Exercise description:
What do the lines from the one containing "the muddy water." through the end of the entries say? Quote them exactly, and only them.

====== Given information ======

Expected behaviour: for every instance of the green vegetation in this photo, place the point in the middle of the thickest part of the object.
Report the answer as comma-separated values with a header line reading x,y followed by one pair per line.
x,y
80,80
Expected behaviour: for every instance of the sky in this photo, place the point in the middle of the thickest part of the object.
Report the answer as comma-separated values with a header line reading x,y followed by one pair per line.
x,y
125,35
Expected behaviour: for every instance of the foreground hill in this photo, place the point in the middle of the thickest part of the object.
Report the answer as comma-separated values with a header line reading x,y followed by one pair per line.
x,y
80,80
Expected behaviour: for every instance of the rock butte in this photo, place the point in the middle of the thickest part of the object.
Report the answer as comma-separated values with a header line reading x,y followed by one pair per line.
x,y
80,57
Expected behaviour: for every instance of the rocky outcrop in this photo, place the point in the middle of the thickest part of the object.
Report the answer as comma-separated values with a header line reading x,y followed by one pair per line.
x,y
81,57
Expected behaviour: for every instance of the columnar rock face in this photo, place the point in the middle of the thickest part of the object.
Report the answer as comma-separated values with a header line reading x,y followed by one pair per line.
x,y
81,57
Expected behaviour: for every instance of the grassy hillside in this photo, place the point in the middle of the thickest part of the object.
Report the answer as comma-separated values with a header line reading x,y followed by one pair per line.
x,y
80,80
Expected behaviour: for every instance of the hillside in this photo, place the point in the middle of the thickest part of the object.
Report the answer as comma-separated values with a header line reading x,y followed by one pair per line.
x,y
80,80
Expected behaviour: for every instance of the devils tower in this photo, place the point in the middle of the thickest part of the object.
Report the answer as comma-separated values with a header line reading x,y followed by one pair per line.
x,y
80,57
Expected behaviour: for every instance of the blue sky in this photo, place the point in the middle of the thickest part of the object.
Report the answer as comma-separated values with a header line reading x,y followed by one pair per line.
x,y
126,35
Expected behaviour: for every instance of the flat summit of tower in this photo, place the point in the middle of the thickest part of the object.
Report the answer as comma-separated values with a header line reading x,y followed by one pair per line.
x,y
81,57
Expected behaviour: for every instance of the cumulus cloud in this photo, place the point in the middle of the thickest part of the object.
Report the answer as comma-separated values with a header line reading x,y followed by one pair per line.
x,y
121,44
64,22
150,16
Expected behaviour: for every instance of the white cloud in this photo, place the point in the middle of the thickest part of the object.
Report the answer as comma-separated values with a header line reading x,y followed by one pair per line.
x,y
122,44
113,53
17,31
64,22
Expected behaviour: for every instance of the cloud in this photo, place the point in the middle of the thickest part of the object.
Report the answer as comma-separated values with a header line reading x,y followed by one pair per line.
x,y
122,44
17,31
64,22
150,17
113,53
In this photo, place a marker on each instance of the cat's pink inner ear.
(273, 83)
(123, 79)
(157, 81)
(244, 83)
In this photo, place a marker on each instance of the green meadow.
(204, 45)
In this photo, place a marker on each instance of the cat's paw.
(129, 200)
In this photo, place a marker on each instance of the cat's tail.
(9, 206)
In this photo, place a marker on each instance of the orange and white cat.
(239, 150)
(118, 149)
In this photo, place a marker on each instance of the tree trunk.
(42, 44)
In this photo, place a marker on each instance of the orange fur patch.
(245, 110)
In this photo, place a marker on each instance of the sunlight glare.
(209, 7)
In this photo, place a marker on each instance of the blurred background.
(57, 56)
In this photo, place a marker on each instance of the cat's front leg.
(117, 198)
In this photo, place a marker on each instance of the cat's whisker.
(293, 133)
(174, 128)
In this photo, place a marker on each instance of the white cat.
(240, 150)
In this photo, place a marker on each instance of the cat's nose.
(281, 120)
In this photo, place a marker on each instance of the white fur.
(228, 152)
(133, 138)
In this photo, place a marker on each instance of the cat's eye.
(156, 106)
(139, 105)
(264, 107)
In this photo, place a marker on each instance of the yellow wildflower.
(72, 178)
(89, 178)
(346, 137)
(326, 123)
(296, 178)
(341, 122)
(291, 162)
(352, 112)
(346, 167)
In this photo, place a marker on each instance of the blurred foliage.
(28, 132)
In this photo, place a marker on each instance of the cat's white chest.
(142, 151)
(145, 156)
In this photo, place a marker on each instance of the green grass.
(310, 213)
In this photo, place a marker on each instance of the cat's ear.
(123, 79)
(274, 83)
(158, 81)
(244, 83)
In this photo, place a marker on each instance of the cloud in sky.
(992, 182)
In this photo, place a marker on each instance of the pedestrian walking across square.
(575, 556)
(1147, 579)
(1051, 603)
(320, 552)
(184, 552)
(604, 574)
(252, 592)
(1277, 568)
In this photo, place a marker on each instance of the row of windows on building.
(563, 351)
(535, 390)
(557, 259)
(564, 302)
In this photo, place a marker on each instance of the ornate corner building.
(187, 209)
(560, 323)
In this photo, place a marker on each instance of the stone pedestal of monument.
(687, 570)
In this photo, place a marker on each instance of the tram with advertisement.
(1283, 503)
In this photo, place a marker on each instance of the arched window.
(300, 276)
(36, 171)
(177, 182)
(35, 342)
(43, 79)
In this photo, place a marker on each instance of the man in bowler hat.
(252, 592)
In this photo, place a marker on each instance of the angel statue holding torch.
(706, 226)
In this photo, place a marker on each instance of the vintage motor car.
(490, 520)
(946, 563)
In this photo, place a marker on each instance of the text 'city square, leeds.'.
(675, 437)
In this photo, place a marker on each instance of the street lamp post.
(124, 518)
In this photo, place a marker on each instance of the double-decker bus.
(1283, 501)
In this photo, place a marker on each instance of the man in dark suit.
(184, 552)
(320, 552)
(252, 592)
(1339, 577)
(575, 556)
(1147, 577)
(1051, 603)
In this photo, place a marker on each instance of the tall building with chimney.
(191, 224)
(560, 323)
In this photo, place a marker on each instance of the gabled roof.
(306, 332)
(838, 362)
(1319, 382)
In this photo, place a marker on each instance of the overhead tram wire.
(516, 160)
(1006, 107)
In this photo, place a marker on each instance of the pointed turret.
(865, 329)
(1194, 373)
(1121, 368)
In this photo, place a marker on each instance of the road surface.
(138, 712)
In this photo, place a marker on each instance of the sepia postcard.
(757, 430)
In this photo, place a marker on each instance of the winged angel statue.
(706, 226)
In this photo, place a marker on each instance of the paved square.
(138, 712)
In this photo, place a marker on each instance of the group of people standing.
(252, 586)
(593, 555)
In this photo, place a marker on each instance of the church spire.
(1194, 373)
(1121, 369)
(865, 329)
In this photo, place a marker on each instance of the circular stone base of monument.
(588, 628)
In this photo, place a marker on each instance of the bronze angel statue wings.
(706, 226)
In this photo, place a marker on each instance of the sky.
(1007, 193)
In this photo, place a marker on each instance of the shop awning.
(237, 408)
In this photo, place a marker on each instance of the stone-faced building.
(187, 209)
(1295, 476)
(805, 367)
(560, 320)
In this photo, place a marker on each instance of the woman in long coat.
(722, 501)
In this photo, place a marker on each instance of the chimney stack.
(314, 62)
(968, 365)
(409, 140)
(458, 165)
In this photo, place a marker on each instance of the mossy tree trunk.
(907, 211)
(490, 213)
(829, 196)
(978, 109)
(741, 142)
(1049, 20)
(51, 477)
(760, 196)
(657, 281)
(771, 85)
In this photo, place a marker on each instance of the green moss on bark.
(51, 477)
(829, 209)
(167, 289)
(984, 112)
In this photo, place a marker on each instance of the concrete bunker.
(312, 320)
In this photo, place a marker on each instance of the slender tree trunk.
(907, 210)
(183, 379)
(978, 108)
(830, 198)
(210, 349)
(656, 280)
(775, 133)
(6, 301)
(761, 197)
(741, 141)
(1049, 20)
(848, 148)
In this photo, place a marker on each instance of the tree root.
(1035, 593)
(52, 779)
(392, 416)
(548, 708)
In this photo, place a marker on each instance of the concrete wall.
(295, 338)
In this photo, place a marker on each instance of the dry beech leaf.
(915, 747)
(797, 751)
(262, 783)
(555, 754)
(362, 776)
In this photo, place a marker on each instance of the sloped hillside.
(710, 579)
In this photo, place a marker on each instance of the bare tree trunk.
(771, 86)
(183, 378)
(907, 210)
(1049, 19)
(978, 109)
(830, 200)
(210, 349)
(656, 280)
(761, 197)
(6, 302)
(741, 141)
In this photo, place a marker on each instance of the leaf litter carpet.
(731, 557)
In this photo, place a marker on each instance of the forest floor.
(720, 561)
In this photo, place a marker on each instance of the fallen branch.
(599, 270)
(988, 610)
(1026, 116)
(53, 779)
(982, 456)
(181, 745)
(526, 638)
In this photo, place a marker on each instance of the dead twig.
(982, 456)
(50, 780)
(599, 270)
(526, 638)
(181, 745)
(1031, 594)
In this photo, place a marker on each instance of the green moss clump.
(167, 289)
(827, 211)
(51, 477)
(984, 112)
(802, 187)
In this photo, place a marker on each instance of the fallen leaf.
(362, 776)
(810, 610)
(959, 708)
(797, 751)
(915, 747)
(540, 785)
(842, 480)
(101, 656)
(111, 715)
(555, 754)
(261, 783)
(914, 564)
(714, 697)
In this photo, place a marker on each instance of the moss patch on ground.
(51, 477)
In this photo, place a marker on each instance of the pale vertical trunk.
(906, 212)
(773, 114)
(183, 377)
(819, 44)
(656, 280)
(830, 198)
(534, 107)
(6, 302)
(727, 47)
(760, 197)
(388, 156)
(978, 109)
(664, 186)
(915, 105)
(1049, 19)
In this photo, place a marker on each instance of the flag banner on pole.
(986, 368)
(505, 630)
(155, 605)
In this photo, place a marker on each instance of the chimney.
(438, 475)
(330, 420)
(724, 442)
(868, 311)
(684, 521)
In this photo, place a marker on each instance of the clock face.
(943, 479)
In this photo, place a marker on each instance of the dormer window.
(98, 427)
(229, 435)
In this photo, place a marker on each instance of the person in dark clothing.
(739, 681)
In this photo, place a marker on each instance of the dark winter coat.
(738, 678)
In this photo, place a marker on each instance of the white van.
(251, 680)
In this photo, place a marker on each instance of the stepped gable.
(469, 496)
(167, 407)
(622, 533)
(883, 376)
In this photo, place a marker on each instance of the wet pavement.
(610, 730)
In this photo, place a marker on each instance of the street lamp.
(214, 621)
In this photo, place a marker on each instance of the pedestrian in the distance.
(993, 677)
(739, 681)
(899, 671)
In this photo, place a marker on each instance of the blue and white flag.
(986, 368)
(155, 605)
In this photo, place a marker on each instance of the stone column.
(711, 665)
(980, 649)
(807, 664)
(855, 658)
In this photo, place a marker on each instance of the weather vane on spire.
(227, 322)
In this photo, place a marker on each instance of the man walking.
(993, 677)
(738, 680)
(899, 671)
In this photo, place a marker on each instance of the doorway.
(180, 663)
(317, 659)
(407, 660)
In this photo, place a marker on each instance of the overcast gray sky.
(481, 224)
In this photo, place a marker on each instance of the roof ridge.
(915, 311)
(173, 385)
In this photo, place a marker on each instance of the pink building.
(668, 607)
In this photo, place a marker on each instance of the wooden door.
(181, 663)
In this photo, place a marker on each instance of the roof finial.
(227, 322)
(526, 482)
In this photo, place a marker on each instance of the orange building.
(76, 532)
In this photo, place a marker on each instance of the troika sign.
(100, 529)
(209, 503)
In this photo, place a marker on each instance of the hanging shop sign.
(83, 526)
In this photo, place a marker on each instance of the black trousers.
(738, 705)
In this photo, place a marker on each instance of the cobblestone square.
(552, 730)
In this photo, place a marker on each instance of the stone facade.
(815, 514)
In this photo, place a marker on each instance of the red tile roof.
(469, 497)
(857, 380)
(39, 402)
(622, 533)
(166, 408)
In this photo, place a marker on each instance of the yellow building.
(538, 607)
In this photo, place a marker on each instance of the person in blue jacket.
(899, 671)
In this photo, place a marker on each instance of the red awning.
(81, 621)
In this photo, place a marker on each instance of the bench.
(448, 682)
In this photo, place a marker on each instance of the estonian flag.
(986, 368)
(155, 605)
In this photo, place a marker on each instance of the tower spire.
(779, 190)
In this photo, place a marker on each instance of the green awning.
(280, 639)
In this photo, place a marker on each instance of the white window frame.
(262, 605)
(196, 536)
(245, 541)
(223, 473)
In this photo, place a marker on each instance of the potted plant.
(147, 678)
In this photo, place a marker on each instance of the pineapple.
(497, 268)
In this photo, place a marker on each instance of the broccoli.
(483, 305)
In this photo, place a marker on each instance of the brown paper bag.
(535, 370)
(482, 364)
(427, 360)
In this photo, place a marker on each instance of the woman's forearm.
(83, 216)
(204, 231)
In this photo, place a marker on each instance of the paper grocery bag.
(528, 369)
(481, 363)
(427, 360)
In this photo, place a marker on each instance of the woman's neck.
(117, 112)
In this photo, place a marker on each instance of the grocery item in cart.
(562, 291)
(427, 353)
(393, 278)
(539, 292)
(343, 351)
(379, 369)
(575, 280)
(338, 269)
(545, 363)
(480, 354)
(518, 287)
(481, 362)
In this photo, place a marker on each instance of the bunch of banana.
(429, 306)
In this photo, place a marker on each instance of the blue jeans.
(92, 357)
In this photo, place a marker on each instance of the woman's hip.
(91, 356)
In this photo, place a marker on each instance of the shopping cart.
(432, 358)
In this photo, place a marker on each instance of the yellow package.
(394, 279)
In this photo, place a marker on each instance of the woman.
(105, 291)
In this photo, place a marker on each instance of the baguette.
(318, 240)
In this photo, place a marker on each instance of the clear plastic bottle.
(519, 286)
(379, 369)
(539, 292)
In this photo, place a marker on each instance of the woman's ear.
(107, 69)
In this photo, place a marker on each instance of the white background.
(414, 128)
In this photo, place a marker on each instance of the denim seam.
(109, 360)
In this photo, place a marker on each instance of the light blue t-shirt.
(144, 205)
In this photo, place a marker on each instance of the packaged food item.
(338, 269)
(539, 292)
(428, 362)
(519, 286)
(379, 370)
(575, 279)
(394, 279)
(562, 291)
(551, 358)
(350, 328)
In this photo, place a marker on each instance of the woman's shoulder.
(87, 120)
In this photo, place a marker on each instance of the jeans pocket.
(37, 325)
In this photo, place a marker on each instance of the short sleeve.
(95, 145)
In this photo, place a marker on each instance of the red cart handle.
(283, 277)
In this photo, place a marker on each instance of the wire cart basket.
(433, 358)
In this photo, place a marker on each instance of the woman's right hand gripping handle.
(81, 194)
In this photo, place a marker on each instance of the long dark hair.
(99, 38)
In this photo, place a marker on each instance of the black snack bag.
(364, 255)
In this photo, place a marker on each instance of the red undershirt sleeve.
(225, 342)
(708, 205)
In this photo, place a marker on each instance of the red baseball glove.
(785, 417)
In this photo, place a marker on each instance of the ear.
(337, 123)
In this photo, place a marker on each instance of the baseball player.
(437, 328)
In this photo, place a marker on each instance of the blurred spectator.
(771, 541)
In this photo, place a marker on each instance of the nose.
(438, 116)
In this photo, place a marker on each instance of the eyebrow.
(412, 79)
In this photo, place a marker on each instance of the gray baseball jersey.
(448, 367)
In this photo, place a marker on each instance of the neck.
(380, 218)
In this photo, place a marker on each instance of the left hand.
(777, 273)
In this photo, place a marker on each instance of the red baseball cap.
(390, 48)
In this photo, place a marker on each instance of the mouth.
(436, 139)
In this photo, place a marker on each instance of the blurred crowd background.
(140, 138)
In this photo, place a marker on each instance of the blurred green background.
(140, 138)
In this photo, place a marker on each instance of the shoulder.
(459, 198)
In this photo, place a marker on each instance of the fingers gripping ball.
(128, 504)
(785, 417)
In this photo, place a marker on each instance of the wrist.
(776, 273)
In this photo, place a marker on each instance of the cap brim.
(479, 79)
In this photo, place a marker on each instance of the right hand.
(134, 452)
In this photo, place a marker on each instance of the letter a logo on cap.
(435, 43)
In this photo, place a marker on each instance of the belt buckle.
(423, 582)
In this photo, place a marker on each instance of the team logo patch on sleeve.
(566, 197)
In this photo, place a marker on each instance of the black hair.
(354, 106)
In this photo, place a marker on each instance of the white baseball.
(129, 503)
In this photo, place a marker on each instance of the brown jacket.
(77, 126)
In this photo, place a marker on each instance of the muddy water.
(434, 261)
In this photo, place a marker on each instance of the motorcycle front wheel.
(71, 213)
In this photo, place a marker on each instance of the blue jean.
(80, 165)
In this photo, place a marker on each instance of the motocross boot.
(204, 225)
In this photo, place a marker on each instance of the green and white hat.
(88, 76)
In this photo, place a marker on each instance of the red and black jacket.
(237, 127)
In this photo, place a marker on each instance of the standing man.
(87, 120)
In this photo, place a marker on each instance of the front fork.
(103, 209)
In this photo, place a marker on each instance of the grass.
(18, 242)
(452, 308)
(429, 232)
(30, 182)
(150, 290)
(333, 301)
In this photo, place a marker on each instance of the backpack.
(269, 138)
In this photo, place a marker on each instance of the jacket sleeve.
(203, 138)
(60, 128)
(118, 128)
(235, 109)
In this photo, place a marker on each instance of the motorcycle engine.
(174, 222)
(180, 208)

======

Exercise solution:
In this photo, place a marker on each instance of the muddy water.
(434, 261)
In this photo, place a marker on each instance of the motorcycle front wheel.
(71, 213)
In this photo, place a marker on each instance of the blue jean.
(80, 165)
In this photo, place a marker on each instance of the motocross boot.
(204, 225)
In this photo, place a marker on each instance of the green and white hat.
(88, 76)
In this photo, place a marker on each instance of the red and black jacket.
(237, 127)
In this photo, place a marker on each instance of the standing man.
(87, 120)
In this photo, place a marker on each instance of the front fork.
(103, 209)
In this photo, place a marker on each instance of the grass.
(18, 242)
(452, 308)
(429, 232)
(30, 182)
(150, 290)
(333, 301)
In this photo, place a marker on each instance of the backpack.
(269, 138)
In this photo, place a marker on each instance of the jacket sleeve.
(203, 138)
(60, 128)
(118, 128)
(235, 109)
In this photo, place a marker on each instance of the motorcycle engine.
(174, 222)
(180, 208)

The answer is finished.